**Job:**
Reproduce verbatim the passage of the article on the Balmain documentary from "It’s about a" to "possible in France.".

**Extract to read:**
◇ ◇ ◇ ◇
Lately it is starting to seem a truth universally acknowledged that any fashion brand in possession of a good story must be in want of a documentary.
Dior has one. So do Valentino, Vogue, Tiffany & Co., Manolo Blahnik, Gucci, Dries Van Noten and Zac Posen (to name a few). Ferragamo is getting one. Ralph Lauren is too.
So it wasn’t really a surprise when rumors began to surface that a feature on Balmain and its social-media friendly, celebrity-magnet designer, Olivier Rousteing, 34, known for his ability to strike a pose and his aesthetic embrace of a high-octane power maximalism, was about to get the same treatment. Everyone thought it would be a carefully stage-managed film about his fabulous life.
Everyone was wrong.
“Wonder Boy,” directed and produced by Anissa Bonnefont, 35, premieres in Paris on Saturday, the day after the Balmain show. And though it contains shots of Mr. Rousteing striding down a runway surrounded by a bevy of models as well as pinning and plucking preshow, and navigating the flashbulbs, it isn’t really about fashion at all. It isn’t about the birth of a collection.
It’s about a designer trying to understand the secrets that surround his own birth. And by making it — or allowing it to be made — Mr. Rousteing isn’t just trying to change his own image, he’s trying to change the image of what is possible in France.
◇ ◇ ◇ ◇
**Dataset excerpt:**
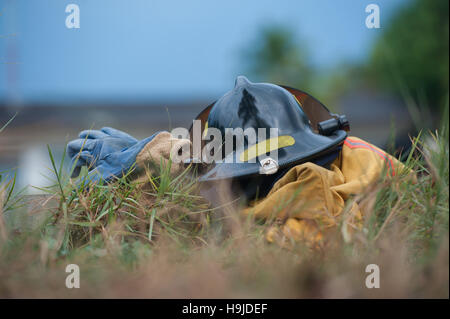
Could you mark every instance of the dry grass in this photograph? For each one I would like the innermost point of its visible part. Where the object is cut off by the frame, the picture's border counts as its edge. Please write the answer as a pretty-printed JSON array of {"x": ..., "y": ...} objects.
[{"x": 162, "y": 240}]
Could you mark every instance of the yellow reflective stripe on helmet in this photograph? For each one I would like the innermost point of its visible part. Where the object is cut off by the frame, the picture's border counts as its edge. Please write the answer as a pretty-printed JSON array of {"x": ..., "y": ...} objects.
◇ ◇ ◇ ◇
**Response to this exercise:**
It’s about a designer trying to understand the secrets that surround his own birth. And by making it — or allowing it to be made — Mr. Rousteing isn’t just trying to change his own image, he’s trying to change the image of what is possible in France.